DOCUMENT SECTION
## begin

[torquedev] [torqueusers] TORQUE 2.4 is live.
Garrick Staples
garrick at usc.edu
Mon Nov 2 11:15:11 MST 2009
The tarball doesn't have a release minor; so what is the new numbering scheme?
On Mon, Nov 02, 2009 at 10:03:02AM -0700, Ken Nielson alleged:
> TORQUE version 2.4 was officially released on Thursday, October 29,
> 2009. It will be available for download at
> http://www.clusterresources.com/downloads/torque/torque-2.4.tar.gz
>
> A new branch has been created in the subversion tree under
> torque/branches/2.4-fixes. This is where bug fixes are to be made for
> TORQUE 2.4.
>
> Also see http://www.clusterresources.com/products/torque/docs/ for
> updated TORQUE documentation.
>
> Some of the feature highlights are improved high availability, job
> arrays, improved job check pointing, per job epilogue and prologue
> scripts, and service jobs. Below is the CHANGELOG for this build.
>
> Please note if you are running TORQUE 2.3.x and do not need any of the
> new features provided in 2.4 do not feel obligated to upgrade. 2.3.x
> will continue to be supported.
>
>
> c - crash b - bug fix e - enhancement f - new feature
>
> 2.4.2
>
> b - Added pbs_error_db.h to src/include/Makefile.am and
> src/include/Makefile.in.
> pbs_error_db.h now needed for install.
>
> e - Modified pbs_get_server_list so the $TORQUE_HOME/server_name file
> will work with
>
> a comma delimited string or a list of server names separated by a new line.
>
> b - fix tracejob so it handles multiple server and mom logs for the same
> day
>
> f - Added a new server parameter np_default. This allows the
> administrator to
> change the number of processors to a unified value dynamically for the
> entire cluster.
>
> e - high availability enhanced so that the server spawns a separate
> thread to
> update the "lock" on the lockfile. Thread update and check time are both
> setable parameters in qmgr.

## end

TASKS AND EXERCISES
1: According to the TORQUE 2.4 release announcement, in which subversion branch are bug fixes for TORQUE 2.4 to be made?
2: Carry the TORQUE 2.4 release announcement forward from its last line.
The listing has no role here.

Recorded data
## begin

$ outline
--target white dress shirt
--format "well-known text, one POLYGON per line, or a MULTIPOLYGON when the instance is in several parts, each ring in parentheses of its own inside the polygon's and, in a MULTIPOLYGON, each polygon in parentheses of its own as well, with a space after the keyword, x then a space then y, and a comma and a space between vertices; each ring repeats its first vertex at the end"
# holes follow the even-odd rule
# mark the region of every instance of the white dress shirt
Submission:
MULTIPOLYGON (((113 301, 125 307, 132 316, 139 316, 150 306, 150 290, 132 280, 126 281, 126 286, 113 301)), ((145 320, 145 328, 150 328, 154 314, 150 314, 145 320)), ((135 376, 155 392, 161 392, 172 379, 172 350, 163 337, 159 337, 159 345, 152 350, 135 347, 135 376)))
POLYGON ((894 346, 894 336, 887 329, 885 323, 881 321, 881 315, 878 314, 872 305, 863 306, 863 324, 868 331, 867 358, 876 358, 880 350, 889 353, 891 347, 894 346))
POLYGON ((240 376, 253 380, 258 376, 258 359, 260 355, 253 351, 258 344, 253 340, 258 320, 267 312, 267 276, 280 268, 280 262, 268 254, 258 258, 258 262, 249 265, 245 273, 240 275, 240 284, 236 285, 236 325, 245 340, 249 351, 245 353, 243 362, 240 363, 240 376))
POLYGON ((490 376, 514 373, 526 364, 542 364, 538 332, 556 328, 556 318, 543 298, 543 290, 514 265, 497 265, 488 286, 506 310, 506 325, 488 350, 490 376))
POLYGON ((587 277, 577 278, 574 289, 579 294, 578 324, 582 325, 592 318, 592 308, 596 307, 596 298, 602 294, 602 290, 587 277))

## end

ANSWER SET
1: torque/branches/2.4-fixes

2:
>
> b - close empty ACL files
>
> 2.4.1
>
> e - added a prologue and epilogue option to the list of resources for
> qsub -l
> which allows a per job prologue or epilogue script. The syntax for
> the new option is qsub -l prologue=<prologue script>,epilogue=<epilogue
> script>
>
> f - added a "-w" option to qsub to override the working directory
>
> e - changes needed to allow relocatable checkpoint jobs. Job checkpoint
> files
> are now under the control of the server.
>
> c - check filename for NULL to prevent crash
>
> b - changed so we don't try to copy a local file when the destination is
> a directory and the file is already in that directory
>
> f - changes to allow TORQUE to operate without pbs_iff (merged from 2.3)
>
> e - made logging functions rentrant safe by using localtime_r instead of
> localtime() (merged from 2.3)
>
> e - Merged in more logging and NOSIGCHLDMOM capability from Yahoo branch
>
> e - merged in new log_ext() function to allow more fine grained syslog
> events, you can now specify severity level. Also added more logging
> statements
>
> b - fixed a bug where CPU time was not being added up properly in all
> cases. (fix for Linux only)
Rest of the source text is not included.